Consignes:
• a. D'après le texte sur Barthelme à New York, qui l'a fait venir dans cette ville en octobre 1962, et pour quel poste ?
• b. Prolongez le texte sur Barthelme et l'alcool à New York en reprenant juste après sa dernière phrase.

Texte fourni:
* * * * *

15/07/2010

Une semaine de whisky (4) : Cedar tavern



Quand il publie City life, Barthelme vit depuis huit ans à New-York (1) où il a emménagé en octobre 1962, appelé par le critique d'art Harold Rosenberg pour y travailler comme editor du magazine Location. Rosenberg est celui qui a baptisé en 52 l'action painting - avec son pair et  rival Clement Greenberg ils formaient alors le duo des théoriciens de l'expressionnisme abstrait. Pollock était le poulain de Greenberg, Willem De Kooning celui de Rosenberg - et le héros de Barthelme par voie de conséquence.



Willem De Kooning
Mis en ligne par recassorosa


Barthelme avait déjà très probablement un problème d'alcool avant de quitter Houston, mais c'est à New-York qu'il se met à boire régulièrement, comme le remarque Helen Moore, sa seconde femme "dès mon arrivée à New-York, je réalisai immédiatement que Don buvait maintenant de façon excessive. A Manhattan, il y avait sans fin des raisons de boire, parmi lesquelles les clubs de jazz..." (2). Mais aussi les buffets des vernissages, et Rosenberg fonctionnant imperturbablement au scotch, et les soirées chez Elaine de Kooning. Et le Cedar Tavern dans ses heures de gloire.

* * * * *

Données recueillies:
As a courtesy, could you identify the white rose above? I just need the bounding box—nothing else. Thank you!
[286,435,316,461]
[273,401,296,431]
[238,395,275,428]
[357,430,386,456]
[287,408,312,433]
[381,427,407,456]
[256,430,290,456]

* * * * *

Réponses rédigées:
• a. Le critique d'art Harold Rosenberg, pour qu'il travaille comme editor du magazine Location.

• b.
C'est tout juste la fin de la grande époque - au Cedar les expressionistes ont depuis longtemps suffisamment d'argent pour passer de la bière au whisky, le studio d'Elaine de Kooning est au centre de ce petit monde, on y voit même JFK se faire faire le portrait et avant que le tableau soit fini, il est tué, Elaine s'arrête de peindre pendant un an. 

L'expressionisme abstrait est en un sens déjà fini - chez Sidney Janis l'exposition de Willem de Kooning, en mars 62, a été un flop et les prix baissent. Six mois plus tard la même galerie expose les boîtes de soupes Campbell d'Andy Warhol et le marché de l'art se tourne vers de nouvelles valeurs. Franz Kline meurt en mai 62, Pollock n'est déjà plus de ce monde. Le vieux Cedar Tavern du 24 University Park  ferme en avril 63 pour réouvrir quelques blocs plus loin, mais la magie s'est envolée. Et Location, la revue que voulait Rosenberg, ne durera pas plus de deux numéros.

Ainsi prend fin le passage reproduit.